Render the part of the listing below that opens with the line containing "Target: damp sand surface" and runs through the listing's final line as a numbered list, with blank lines omitted.
--- begin Data excerpts ---
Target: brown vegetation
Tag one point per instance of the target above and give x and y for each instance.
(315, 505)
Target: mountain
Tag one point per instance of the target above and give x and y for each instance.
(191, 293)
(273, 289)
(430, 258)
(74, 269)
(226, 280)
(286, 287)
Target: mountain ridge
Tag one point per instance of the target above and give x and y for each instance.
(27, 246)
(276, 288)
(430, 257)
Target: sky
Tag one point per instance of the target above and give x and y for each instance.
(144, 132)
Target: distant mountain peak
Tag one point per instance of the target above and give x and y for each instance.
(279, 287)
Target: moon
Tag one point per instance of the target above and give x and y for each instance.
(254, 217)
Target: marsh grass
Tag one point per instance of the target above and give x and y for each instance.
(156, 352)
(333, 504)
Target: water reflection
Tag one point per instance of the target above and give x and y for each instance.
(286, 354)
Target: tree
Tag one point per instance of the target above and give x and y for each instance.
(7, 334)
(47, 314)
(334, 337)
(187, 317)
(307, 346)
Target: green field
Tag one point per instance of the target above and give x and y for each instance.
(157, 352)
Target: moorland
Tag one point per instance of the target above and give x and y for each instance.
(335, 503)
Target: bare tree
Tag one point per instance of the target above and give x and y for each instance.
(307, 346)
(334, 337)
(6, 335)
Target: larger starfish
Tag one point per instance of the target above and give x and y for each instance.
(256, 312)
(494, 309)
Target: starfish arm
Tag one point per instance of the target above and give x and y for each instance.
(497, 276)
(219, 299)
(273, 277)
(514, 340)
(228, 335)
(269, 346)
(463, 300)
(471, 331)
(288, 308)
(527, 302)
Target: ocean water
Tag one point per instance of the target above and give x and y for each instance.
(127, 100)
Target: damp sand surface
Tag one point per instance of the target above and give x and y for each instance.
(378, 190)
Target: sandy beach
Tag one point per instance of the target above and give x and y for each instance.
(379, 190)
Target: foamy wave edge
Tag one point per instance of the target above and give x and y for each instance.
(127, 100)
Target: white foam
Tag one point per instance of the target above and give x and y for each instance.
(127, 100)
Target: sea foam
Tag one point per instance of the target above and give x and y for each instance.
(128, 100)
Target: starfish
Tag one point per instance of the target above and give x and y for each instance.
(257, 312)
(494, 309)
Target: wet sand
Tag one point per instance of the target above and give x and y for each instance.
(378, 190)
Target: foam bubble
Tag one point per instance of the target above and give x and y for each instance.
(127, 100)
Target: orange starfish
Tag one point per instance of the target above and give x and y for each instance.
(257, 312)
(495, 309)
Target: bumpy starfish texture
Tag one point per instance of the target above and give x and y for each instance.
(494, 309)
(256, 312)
--- end Data excerpts ---
[Task solution]
1. Target: damp sand surface
2. Tag one point per instance of the target above and give x and y for each instance.
3. (378, 190)
4. Target: sandy beach
5. Tag one point per instance of the target above and give x and y for each instance.
6. (379, 190)
7. Target: foamy wave edge
8. Tag one point per instance of the target above and give x and y for each instance.
9. (127, 100)
10. Target: white foam
11. Tag one point per instance of the target above and give x and y for each instance.
12. (127, 100)
13. Target: sea foam
14. Tag one point per instance of the target above and give x and y for each instance.
15. (128, 100)
16. Target: starfish
17. Tag one point per instance of the target above and give x and y for each instance.
18. (257, 312)
19. (494, 309)
20. Target: wet sand
21. Tag one point per instance of the target above and give x and y for each instance.
22. (378, 190)
23. Target: foam bubble
24. Tag one point per instance of the target above and give x and y for each instance.
25. (127, 100)
26. Target: orange starfish
27. Tag one point per instance of the target above and give x and y for each instance.
28. (257, 312)
29. (495, 309)
30. Target: bumpy starfish texture
31. Tag one point per instance of the target above and give x and y for each instance.
32. (494, 309)
33. (256, 312)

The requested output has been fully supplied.